=== Work instructions ===
Continue the forum thread about intelligence, social class, and classical music from the point where it stops.

=== Page excerpt ===
Segment Open

For "biology". I think it's proved that very intelligent parents are more likely to have more intelligent children although statistic says us, that the children of intelligent people are much more close to average than their parents. As children of intelligent people tend to an average intelligence again, it's not possible to have classes of intelligence. And all that means only average. You have also stupid children of intelligent parents and intelligent children of stupid parents. Therefore a class society of intelligence classes just plain will never exist.

And don't mix up things. There will always be a kind of elite. But to have elites is something completely different than to have classes. Elite is something completely different than classes.

By the way is this "Off topic"? No, because it might me possible that certain parts of classical music are more likely found followers in a certain elite. Not necessarily a very "erudite" elite. You don't need "erudition" to listen to classical music. So you don't need to be rich or famous to listen to classical music, you don't even must be erudite, but something you certainly need is *musicality*.

Therefore you don't need classical music for the ghettos. Why? There will be some people in the ghettos who like Beethoven and some not, but it will be the same thing with English aristocrats. And then in all this there is a lot appearance. The simple point is that a lot of people in the so called ghettos don't like Beethoven. That's very honest. But this applies for the jet set too. So there is a lot of "hot air" of people who pretend to be great lovers of classical music but only go to the concerts to show that they are tremendously erudite. Don't buy that!


----------



## science (Oct 14, 2010)

Segment Closed

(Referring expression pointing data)

Segment Open

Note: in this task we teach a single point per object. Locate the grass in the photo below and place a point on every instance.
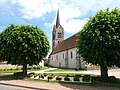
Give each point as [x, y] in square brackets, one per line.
[6, 71]
[63, 70]
[98, 84]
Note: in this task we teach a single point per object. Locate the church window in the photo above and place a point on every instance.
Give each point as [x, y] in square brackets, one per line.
[52, 57]
[56, 57]
[71, 55]
[63, 55]
[59, 35]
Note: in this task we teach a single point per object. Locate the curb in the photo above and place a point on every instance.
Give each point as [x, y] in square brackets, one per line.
[24, 86]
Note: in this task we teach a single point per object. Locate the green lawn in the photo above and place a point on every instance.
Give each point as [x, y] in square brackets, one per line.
[4, 71]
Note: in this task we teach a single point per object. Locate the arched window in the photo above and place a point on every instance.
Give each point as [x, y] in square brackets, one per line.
[59, 35]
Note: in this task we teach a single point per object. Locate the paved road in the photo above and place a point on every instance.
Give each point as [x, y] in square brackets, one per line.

Segment Closed

=== Output for this exercise ===
Kajmanen said:


> Most classical sounds like its for the rich and famous and for fancy events. *Is it possible to get away from this feeling when listening to it?*
> 
> Whom wrote some for the poor? Who wrote something more down to earth?


In my experience, no, it isn't.

Music - like religion, fashion, dialects of speech, rules of grammar, and most of the rest of human behavior - is intended to unite and divide people, to create insiders who "get it" or whatever, and outsiders who don't.

We'll never be disembodied minds without a cultural context, without class, without a set of experiences that have shaped the way all our faculties experience the world.

I don't know what to do about it. Personally, I straddle a few different classes and cultures (one from my birth family and early childhood, one by adoption and later childhood, another by education, income, and primary inclination). I think I will never be a whole person because of the forces pulling me in different directions. In a bad mood, it makes me hate everyone. But in a good mood, I feel fortunate that I have all that heritage. Unfortunately, I have a lot of bad moods, and pretty much everyone in all three of the mutually hostile cultures I have inherited conspires to ensure that I do!

Oh well, I guess. Screw 'em all. I get the music, the books, the wilderness, whatever I want. Screw 'em all.


----------



## science (Oct 14, 2010)

ST4 said:


> I'd love it if their where a ring of classical composers running a drugs and human trafficking crime network and simultaneously pumped out innovative masterpieces


You would have loved the British empire. Fortunately, its music survives!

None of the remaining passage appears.